◆ **WHAT TO DO**
1. Reproduce, without any changes, the entries from the line containing "Can you spot any calm" through the end of the entries, both ends included.
2. Carry on the blog post about the family's kasha varnishkes recipe from the point where it stops.

◆ **TEXT PROVIDED**
# # #

Category Archives: Recipe Box

Whenever I post a recipe.

Back in the Saddle…er…Blogosphere

Since Bon Appétit recently renewed interest in my family’s Cheese Thing, which then renewed interest in my blog, I’ve decided to revive the sleeping Cook and Eat Better from its mothballed state. (In high school I worked in Ontario’s energy utility, Ontario Hydro, and “mothballing” was what they did to nuclear reactors that were taken offline.) What the heck, I continue to cook and eat better, so maybe there’s a reason to keep sharing more than just an Instagram post or tweet. (Maybe not.)

I’ll take the Cheese Thing enthusiasm to mean that home cooking of homey recipes continues to be popular. And considering since I last posted here I’ve been included on’s list of the 100 Greatest Home Cooks of All Time, and the Forward’s list of the 50 Most Influential Jews in America, I thought I’d rev up the family’s Kasha Varnishkes recipe, thereby killing two lists one groat.

I was honored to be asked to write an ode to KV for Tablet Magazine‘s recent compendium of the 100 Most Jewish Foods.Who am I to argue. Here’s how it begins:

“My husband is a palliative care doctor who helps people with serious illness make critical decisions, often at the end of their lives. Several years ago, I told him he had better learn how to make my family’s kasha varnishkes because they would be among my final requests. A combination of…[READ MORE]”

That ode didn’t include our recipe (my mother never used one). But for those with less of a yiddishkeit culinary gift, here’s my closest approximation for you, adapted from my book, The Mensch Chef:

Davis Family Kasha Varnishkes

Makes 2 quarts, about 12 servings

2 cups boiling water, stock, or chicken soup


1 cup dry, medium granulation kasha

1 large egg, beaten

Freshly ground black pepper

4 ounces (1 stick) unsalted butter

2 large yellow onions, chopped

12 ounces assorted fresh mushrooms, chopped

1 ounce assorted dried mushrooms, rehydrated and chopped

1/2 pound bowtie pasta (farfalle) or egg noodles

2 cups

In a small saucepan heat the water or stock and salt until boiling. Place the kasha in a wide saucepan or sauté pan. Add the beaten egg and stir into the kasha to distribute. The kasha will clump together, but don’t worry about it. Set over medium-high heat and stir the kasha continuously to toast. As it heats, the clumps should break apart into grains and the kasha should give off a distinct buckwheat aroma. Once the kasha has browned slightly, about 5 minutes, pour in the hot liquid. Add 1/4 teaspoon of black pepper, cover, turn down the heat to very low, and simmer until all of the water has been absorbed and the kasha has plumped, 7 or 8 minutes. Remove from the heat and fluff with a fork.

# # #

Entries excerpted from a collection
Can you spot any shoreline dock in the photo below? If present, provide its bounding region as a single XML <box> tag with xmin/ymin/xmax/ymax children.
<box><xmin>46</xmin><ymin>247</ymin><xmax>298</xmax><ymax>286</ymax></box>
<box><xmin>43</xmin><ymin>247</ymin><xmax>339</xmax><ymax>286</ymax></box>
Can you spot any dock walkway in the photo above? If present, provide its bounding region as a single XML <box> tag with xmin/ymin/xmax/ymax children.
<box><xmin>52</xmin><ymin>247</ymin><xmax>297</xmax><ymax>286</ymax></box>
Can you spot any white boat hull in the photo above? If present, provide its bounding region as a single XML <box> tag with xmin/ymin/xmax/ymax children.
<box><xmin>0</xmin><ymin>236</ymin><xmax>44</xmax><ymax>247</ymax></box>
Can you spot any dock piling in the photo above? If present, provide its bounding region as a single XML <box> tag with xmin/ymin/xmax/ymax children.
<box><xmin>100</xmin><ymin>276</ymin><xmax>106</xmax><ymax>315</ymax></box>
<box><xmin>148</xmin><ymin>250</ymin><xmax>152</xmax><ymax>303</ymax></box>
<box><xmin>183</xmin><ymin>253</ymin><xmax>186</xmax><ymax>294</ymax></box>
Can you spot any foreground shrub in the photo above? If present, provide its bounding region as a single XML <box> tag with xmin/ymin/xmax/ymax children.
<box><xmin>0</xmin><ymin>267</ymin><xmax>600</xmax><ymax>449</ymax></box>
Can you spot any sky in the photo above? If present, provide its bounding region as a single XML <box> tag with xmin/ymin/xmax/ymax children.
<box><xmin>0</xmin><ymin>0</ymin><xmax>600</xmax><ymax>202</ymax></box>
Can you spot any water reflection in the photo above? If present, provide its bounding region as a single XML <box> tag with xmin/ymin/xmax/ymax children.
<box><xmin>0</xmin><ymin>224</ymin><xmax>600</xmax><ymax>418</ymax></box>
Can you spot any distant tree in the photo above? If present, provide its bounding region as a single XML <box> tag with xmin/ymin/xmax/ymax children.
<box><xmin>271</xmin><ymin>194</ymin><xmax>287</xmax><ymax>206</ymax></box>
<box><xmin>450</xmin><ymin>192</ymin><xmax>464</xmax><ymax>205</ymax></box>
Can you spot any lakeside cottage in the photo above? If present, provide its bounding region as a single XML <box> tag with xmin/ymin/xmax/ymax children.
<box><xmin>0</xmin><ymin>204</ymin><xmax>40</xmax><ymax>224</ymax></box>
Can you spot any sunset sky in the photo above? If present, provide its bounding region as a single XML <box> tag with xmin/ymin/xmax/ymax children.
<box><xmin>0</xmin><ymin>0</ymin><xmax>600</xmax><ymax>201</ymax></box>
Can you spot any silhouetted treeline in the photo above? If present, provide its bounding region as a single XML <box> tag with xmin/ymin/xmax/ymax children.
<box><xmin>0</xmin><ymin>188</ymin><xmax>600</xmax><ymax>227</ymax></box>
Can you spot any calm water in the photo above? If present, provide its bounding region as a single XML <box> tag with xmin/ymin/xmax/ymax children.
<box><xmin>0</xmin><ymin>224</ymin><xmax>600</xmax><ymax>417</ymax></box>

# # #

◆ **RESPONSES PER TASK**
1.
Can you spot any calm water in the photo above? If present, provide its bounding region as a single XML <box> tag with xmin/ymin/xmax/ymax children.
<box><xmin>0</xmin><ymin>224</ymin><xmax>600</xmax><ymax>417</ymax></box>

2.
Meanwhile, prepare the mushrooms and onions. Heat the butter in a medium saucepan or large frying pan. Add the onions and sauté until translucent, 7 or 8 minutes. Add the fresh mushrooms, 2 teaspoons salt, and 3/4 teaspoon black pepper, and cook, stirring often, until the mushrooms have given off most of their moisture, about 20 minutes. Add the reconstituted dried mushrooms and cook 5 minutes more. Adjust the seasoning, which should be salty and peppery.

Bring a large pot of salted water to a boil (about 4 quarts of water with 2 tablespoons salt). Cook the bowties until just past al dente. Drain. In the same pasta pot or large bowl, toss the noodles with the mushrooms and onions and then add the kasha. Adjust the seasoning with salt and pepper. Transfer the mixture to a 2- or 3-quart baking dish. At this point you can cover and refrigerate for a few days before serving. Before serving, preheat an oven to 325°F. Spoon about 1/2 cup of stock or chicken soup (even better is brisket pan juices) over the kasha, cover with foil, and bake for 25 minutes. Remove the foil, turn up the heat to 375°F. and bake another 15 or 20 minutes, until the top begins to brown. Serve piping hot (or my grandmother would send it back).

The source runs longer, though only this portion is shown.